> **Task directions**: Output all of the records exactly, word for word.

> **Recorded data**:
*** Block opens ***
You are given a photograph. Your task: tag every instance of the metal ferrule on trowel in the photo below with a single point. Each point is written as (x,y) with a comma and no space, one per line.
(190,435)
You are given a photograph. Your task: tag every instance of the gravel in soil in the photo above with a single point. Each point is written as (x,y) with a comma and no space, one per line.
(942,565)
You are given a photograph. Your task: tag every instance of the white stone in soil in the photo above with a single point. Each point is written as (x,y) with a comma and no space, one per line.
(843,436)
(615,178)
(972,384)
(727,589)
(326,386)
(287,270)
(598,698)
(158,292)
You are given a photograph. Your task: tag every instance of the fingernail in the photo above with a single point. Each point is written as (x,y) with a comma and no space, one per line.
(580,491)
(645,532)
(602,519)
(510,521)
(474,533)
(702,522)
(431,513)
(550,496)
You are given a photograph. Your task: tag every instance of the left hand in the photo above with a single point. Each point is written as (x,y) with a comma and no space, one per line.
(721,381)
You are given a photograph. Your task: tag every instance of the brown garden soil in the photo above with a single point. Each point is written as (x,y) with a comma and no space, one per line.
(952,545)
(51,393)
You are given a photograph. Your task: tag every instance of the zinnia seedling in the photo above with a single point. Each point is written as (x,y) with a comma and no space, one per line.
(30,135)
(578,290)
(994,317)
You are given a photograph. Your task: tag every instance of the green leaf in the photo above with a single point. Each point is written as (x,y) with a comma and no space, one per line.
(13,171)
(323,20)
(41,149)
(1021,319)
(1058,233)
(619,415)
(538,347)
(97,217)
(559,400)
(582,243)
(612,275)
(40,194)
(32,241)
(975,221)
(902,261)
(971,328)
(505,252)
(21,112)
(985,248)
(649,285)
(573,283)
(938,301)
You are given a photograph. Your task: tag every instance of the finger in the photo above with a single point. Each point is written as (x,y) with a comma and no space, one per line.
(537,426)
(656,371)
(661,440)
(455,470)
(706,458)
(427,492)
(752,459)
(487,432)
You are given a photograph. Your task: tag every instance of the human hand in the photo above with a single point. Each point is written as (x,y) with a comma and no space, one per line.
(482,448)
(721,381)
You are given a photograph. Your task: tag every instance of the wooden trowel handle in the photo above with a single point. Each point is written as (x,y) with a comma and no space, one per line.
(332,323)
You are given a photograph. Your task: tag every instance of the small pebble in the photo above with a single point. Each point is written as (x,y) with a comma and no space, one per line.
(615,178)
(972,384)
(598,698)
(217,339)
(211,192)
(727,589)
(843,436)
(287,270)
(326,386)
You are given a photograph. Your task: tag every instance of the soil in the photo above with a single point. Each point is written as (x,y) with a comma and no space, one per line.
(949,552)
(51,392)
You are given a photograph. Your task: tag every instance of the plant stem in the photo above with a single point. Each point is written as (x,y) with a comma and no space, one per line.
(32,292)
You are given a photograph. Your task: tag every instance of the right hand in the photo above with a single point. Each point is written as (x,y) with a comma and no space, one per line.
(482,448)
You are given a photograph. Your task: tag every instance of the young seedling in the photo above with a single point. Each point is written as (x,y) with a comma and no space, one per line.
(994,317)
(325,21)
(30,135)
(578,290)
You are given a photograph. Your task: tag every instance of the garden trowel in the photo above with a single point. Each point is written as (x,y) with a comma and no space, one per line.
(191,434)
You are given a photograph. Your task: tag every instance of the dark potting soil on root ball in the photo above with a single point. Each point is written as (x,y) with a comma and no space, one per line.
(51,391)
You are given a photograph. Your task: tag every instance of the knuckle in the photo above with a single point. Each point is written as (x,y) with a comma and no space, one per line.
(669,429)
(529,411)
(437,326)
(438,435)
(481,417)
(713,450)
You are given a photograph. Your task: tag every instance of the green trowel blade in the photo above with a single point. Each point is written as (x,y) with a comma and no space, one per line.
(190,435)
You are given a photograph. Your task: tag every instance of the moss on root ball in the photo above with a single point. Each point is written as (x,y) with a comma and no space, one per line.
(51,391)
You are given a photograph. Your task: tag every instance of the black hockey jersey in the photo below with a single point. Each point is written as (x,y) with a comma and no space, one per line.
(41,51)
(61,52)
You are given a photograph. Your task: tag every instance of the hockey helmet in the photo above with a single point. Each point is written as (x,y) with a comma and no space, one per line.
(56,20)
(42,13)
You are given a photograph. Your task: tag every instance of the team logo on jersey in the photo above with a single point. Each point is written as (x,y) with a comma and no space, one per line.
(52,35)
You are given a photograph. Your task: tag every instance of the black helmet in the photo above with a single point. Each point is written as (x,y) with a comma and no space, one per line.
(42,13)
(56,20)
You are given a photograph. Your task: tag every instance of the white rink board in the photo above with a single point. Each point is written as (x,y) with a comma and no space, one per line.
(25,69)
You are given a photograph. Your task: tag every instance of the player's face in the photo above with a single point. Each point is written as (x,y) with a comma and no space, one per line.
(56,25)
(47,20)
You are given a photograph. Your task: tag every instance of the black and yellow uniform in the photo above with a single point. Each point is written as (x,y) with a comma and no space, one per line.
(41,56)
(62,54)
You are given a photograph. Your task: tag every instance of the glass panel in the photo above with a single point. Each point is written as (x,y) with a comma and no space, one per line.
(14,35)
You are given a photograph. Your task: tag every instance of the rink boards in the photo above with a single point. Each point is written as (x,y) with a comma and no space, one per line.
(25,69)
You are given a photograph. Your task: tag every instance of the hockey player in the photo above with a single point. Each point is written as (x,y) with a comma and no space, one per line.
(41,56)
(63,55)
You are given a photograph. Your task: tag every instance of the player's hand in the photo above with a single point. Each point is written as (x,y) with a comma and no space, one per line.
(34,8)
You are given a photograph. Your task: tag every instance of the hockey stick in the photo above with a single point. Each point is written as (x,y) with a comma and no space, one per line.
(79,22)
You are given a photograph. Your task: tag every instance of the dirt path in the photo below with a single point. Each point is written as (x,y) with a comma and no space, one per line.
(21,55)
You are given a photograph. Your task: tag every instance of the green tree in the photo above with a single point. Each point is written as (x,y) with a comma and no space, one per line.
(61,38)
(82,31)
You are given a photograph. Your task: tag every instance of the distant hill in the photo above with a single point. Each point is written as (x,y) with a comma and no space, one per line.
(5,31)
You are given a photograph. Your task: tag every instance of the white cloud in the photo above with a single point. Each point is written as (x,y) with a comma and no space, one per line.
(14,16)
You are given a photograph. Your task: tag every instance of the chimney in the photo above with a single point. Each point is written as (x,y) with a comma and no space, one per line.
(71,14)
*** Block closes ***
> **Response to this task**:
You are given a photograph. Your task: tag every instance of the metal ferrule on trowel in the photo below with a single point. Each point is written as (x,y) with a comma and no space, one per line.
(190,435)
You are given a photograph. Your task: tag every instance of the gravel in soil in the photo above with a single point. Each point is written as (x,y) with a comma and no space, one per line.
(942,565)
You are given a photograph. Your task: tag every instance of the white stone in soil in the photo above with a single point. Each point is written as (x,y) with a comma and no space, one per line.
(843,436)
(615,178)
(972,384)
(727,589)
(326,386)
(287,270)
(598,698)
(158,292)
You are given a photograph. Your task: tag every instance of the fingernail in the photo above with a single point. Each point is written as (x,y) with a comma and no space, one per line.
(580,491)
(645,532)
(602,519)
(510,521)
(474,533)
(702,522)
(431,513)
(550,496)
You are given a photograph. Your task: tag every instance of the left hand in the photo above with a single point. Each point is written as (x,y) with a comma and no space, one per line.
(721,381)
You are given a photograph. Your task: tag every instance of the brown garden soil in the photo above with a single point. Each point is written as (x,y) with a comma and no space, one per line.
(952,545)
(51,393)
You are given a photograph. Your task: tag every instance of the zinnia seedling in the photo above with a single point. Each point is written as (x,y) with a comma and no space, one per line.
(30,135)
(578,290)
(994,317)
You are given a photograph. Your task: tag every instance of the green leaf in the photo above with a single point. Each point is written as (x,y) with a comma and no space, one per line.
(13,171)
(323,20)
(41,149)
(1021,319)
(1058,233)
(619,415)
(538,347)
(97,217)
(559,400)
(582,243)
(612,275)
(40,194)
(32,241)
(975,221)
(902,261)
(971,328)
(505,252)
(21,112)
(985,248)
(649,285)
(573,283)
(938,301)
You are given a photograph. Your task: tag every instance of the finger in the photo above with a single point. Each point is written as (x,y) with a comma and no space, one per line.
(537,426)
(656,371)
(661,440)
(455,470)
(706,458)
(427,492)
(752,459)
(487,432)
You are given a photograph. Your task: tag every instance of the human hand in the photo above with a single point. Each point is written as (x,y) with a comma and no space, one per line.
(482,448)
(721,381)
You are given a photograph. Your task: tag every instance of the wooden trowel handle in the photo above with a single point. Each point is written as (x,y) with a comma and no space, one per line.
(332,323)
You are given a photograph. Your task: tag every instance of the small pebble in the photo above with a single point. Each point is written as (x,y) with a comma and no space, one per line.
(615,178)
(972,384)
(598,698)
(217,339)
(211,192)
(727,589)
(843,436)
(287,270)
(326,386)
You are given a photograph. Your task: tag every instance of the soil in the photo above with a single point. Each point is written as (x,y) with a comma and no space, one per line.
(949,552)
(51,392)
You are given a photograph. Your task: tag every instance of the plant stem in the photo above with a single point. Each point is written as (x,y) with a comma and no space, one per line.
(32,292)
You are given a photograph. Your task: tag every instance of the right hand in the photo above with a single point. Each point is written as (x,y) with a comma and no space, one per line.
(482,448)
You are given a photograph. Your task: tag every instance of the young seedling in the photo above with a single point. Each point is written as (x,y) with a comma and no space, one per line.
(994,317)
(325,21)
(30,135)
(578,290)
You are given a photograph. Your task: tag every instance of the garden trowel in the photo above with a single point. Each point is written as (x,y) with a comma and no space, one per line.
(191,434)
You are given a photograph. Your task: tag every instance of the dark potting soil on root ball in the photo above with a single point. Each point is written as (x,y) with a comma and no space, one per line.
(51,391)
You are given a photograph. Your task: tag every instance of the knuckle in the photo above with a single point. Each point is written as (x,y) with a comma and no space, one per line.
(669,429)
(529,411)
(437,326)
(438,435)
(481,417)
(713,450)
You are given a photograph. Your task: tag every instance of the green trowel blade in the photo above with a single point. Each point is written as (x,y) with a comma and no space, one per line.
(190,435)
You are given a photograph. Your task: tag every instance of the moss on root ball in the photo above with a single point. Each point is written as (x,y) with a comma and no space, one per line.
(51,391)
You are given a photograph. Your task: tag every instance of the black hockey jersey in the photo below with a single point. Each point is written as (x,y) with a comma and no space, one per line.
(41,51)
(61,52)
You are given a photograph. Your task: tag every instance of the hockey helmet in the photo above with a single point. Each point is written as (x,y) with a comma and no space, one per line.
(56,20)
(42,13)
You are given a photograph. Your task: tag every instance of the team logo on jersey in the photo above with a single point. Each point is written as (x,y) with a comma and no space, one per line.
(52,35)
You are given a photograph. Your task: tag every instance of the black helmet in the photo above with a single point. Each point is written as (x,y) with a comma and no space, one per line.
(42,13)
(56,20)
You are given a photograph. Your task: tag every instance of the white rink board in the photo above with a single point. Each point is written as (x,y) with a comma and no space, one per line.
(25,69)
You are given a photograph. Your task: tag every instance of the player's face in the photo above with a single point. Each point is written as (x,y) with a comma and no space, one per line.
(56,25)
(47,20)
You are given a photograph. Your task: tag every instance of the black and yellow uniform in the photo above with a single point. Each point is written as (x,y) with a comma and no space, one per line.
(41,56)
(62,54)
You are given a photograph. Your task: tag every instance of the glass panel in the photo above with a single point. Each point is written as (x,y) with a comma and no space, one per line.
(14,35)
You are given a photograph. Your task: tag every instance of the rink boards in the photo above with a single point. Each point is written as (x,y) with a comma and no space, one per line.
(25,69)
You are given a photograph. Your task: tag every instance of the hockey player in the photo above with a single point. Each point is written as (x,y) with a comma and no space, one per line.
(41,56)
(63,55)
You are given a photograph. Your task: tag every instance of the player's hand in the photo above with a single point. Each point is written as (x,y) with a comma and no space, one per line.
(34,8)
You are given a photograph. Your task: tag every instance of the hockey stick in the photo above with a single point. Each point is written as (x,y) with a comma and no space, one per line.
(79,22)
You are given a photograph. Your task: tag every instance of the dirt path in the photo below with a single point. Each point is written as (x,y) with a comma and no space, one per line.
(21,55)
You are given a photograph. Your task: tag every instance of the green tree in the photo above with a single point. Each point is written as (x,y) with a comma and no space, one per line.
(61,38)
(82,31)
You are given a photograph. Your task: tag every instance of the distant hill in the photo above with a single point. Each point is written as (x,y) with a comma and no space, one per line.
(5,31)
You are given a photograph. Your task: tag every instance of the white cloud in the photo above with a single point. Each point is written as (x,y) with a comma and no space, one per line.
(14,16)
You are given a photograph. Your task: tag every instance of the chimney in the photo above with a single point. Each point is written as (x,y) with a comma and no space, one per line.
(71,14)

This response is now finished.